• TEKSTFRAGMENT:
↓

Het was eveneens opvallend hoe de beroepsgroep in de Kamer het 'eigen', regionale of lokale onderwijs in de gaten hield. 'Regionaal' heeft hier de betekenis van wat men vandaag de dag gemeenschappen noemt, discussies rond de 'Vlaamse eisen' binnen het onderwijs horen hier thuis. 'Lokaal' doelt op het heel plaatselijke karakter: men haalde al eens voorbeelden of (wan)toestanden uit eigen gemeente, arrondissement of provincie aan tijdens de onderwijsdebatten in de assemblee. In de negatieve gevallen wilden de politici dan een verbetering doordrukken. Als aan hun oproep geen gehoor werd gegeven, herhaalden de politici hun vraag met een regelmaat van een klok. Leerkrachten-kamerleden hadden overigens ook in andere besprekingen en discussies vaak aandacht voor hun eigen kiesregio. De overgrote meerderheid van de onderzochte beroepsgroep was immers in de plaatselijke politiek actief. Het lijkt dan ook logisch dat politieke hangijzers met mogelijke gevolgen voor de eigen kiesomschrijving door leerkrachten-burgemeesters, -schepenen of -gemeenteraadsleden werden aangekaart en opgevolgd[654]. Het lokaal dienstbetoon speelde dus een rol in het parlementaire handelen van vele onderwijsgevenden in de assemblee.
De keuze voor het eigen net of de eigen streek speelde dan wel in het discours van de leerkrachten-kamerleden, toch werd het nooit echt een beslissende factor in het stemgedrag. Zeker na begrotingsbeprekingen of na verhitte discussies rond bepaalde wetsontwerpen van Pierre Harmel en later van Leo Collard hielden de onderwijsgevenden in de Kamer zich bij de eindstemming nauwgezet aan de partijstandpunten. Rebels stemgedrag, stemmen tegen de partijlijn in, kwam bij de bestudeerde beroepsgroep na belangrijke onderwijsdebatten dan ook nauwelijks voor. Alleen de CVP'ers Jan Verroken en Albert Vanden Berghe onthielden zich een enkele keer bij een stemming van de onderwijsbegroting van minister en partijgenoot Harmel. Het was niet meer dan een statement. Ze wilden hun ongenoegen uiten rond de niet-nageleefde taalwetgeving.
Een zeldzame keer slaagde een beperkt aantal onderwijsgevenden in de Kamer er wel in om aan hetzelfde zeel te trekken en te kiezen voor het belang van (een beperkt segment van) 'het' onderwijs of het schoolkind. De aandacht voor het bijzonder onderwijs bleek hiervan een mooi voorbeeld. Leerkrachten-kamerleden, voor het merendeel onderwijsgevenden met een professioneel verleden in wat men vandaag het basisonderwijs noemt, kregen er de steun van andere volksvertegenwoordigers. Klaarblijkelijke eensgezindheid rond de verlenging van de leerplicht botste in de jaren vijftig dan weer op ideologische tegenstellingen en tegenstrijdige belangen van de verschillende onderwijsniveaus.

↑

• VASTGELEGDE GEGEVENS:
↓

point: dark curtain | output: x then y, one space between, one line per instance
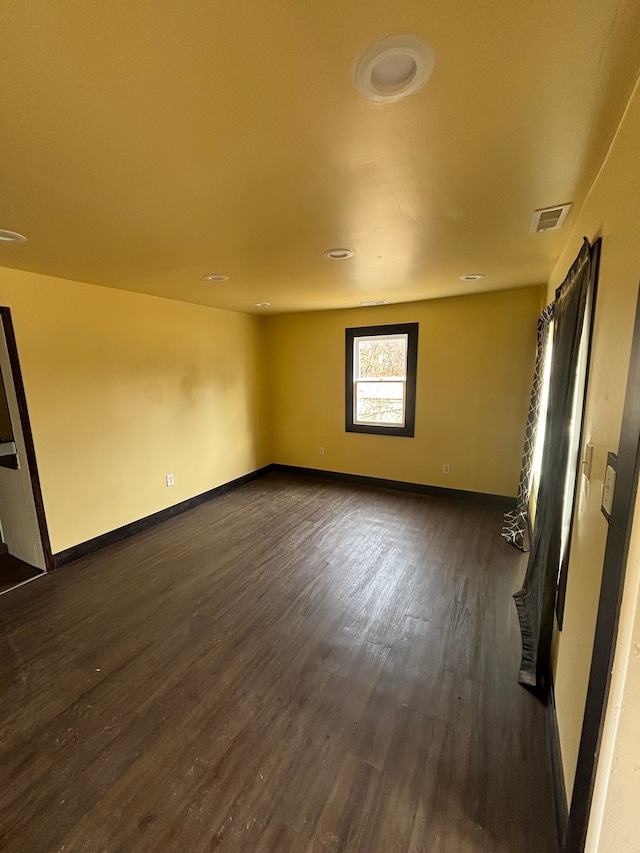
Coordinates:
515 521
535 601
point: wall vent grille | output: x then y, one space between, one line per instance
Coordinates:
549 218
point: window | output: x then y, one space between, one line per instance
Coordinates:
381 379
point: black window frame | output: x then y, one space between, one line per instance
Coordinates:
409 329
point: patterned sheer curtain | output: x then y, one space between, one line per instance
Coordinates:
515 521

↑

• TE MAKEN OPDRACHTEN:
[A] Geef het tekstfragment over leerkrachten-kamerleden opnieuw weer tussen "De keuze voor" en "de niet-nageleefde taalwetgeving.", beide inbegrepen. Verwissel daarbij "eindstemming" voor "slotstemming".
[B] Ga verder met de tekst over leerkrachten-kamerleden in de Kamer, te beginnen na de laatste zin.

• ANTWOORDEN:
[A]
De keuze voor het eigen net of de eigen streek speelde dan wel in het discours van de leerkrachten-kamerleden, toch werd het nooit echt een beslissende factor in het stemgedrag. Zeker na begrotingsbeprekingen of na verhitte discussies rond bepaalde wetsontwerpen van Pierre Harmel en later van Leo Collard hielden de onderwijsgevenden in de Kamer zich bij de slotstemming nauwgezet aan de partijstandpunten. Rebels stemgedrag, stemmen tegen de partijlijn in, kwam bij de bestudeerde beroepsgroep na belangrijke onderwijsdebatten dan ook nauwelijks voor. Alleen de CVP'ers Jan Verroken en Albert Vanden Berghe onthielden zich een enkele keer bij een stemming van de onderwijsbegroting van minister en partijgenoot Harmel. Het was niet meer dan een statement. Ze wilden hun ongenoegen uiten rond de niet-nageleefde taalwetgeving.

[B]
Deze verhandeling wilde nagaan in hoeverre het vroeger uitgeoefende beroep een medebepalende factor kan zijn in het parlementair handelen van een politicus. De vraagstelling werd hier geoperationaliseerd naar de onderwijsberoepsgroep in de Kamer. Voor de meesten onder hen ging alvast op dat het 'leerkracht-zijn' hen mee gemaakt had tot wie ze waren. Deze studie ging dan ook niet uit van het feit dat het vroeger uitgeoefende beroep de factor voor politiek handelen was, de vraagstelling sprak steevast over een mogelijke determinant. Dat die er is, staat voor een grote meerderheid van de onderwijsgevenden-kamerleden vast. Naar analogie met de historicae van Vrouw en politiek zou men kunnen zeggen dat van leerkrachten in het parlement werd verwacht dat ze zich aan de partijlijnen hielden maar dat er daarbinnen weliswaar plaats was voor 'beroepseigen' accenten, en ook hier vindt men uitzonderingen op de regel[655].
Verder onderzoek zou kunnen nagaan of en in hoeverre de professionele factor bij andere beroepsgroepen in het parlement meespeelde. Of in welke mate hij door de tijd heen van belang is geweest. Het is immers niet onmogelijk dat de allereerste leerkrachten in het vroege parlement zich nadrukkelijker als onderwijsgevenden profileerden; dat ze zich toen wel meer zagen als 'opvoeders van de natie' en in die zin wel een specifiek taalgebruik hanteerden. Men zou ook nog kunnen nagaan in hoeverre de 'beroepsdeterminant' vandaag de dag speelt.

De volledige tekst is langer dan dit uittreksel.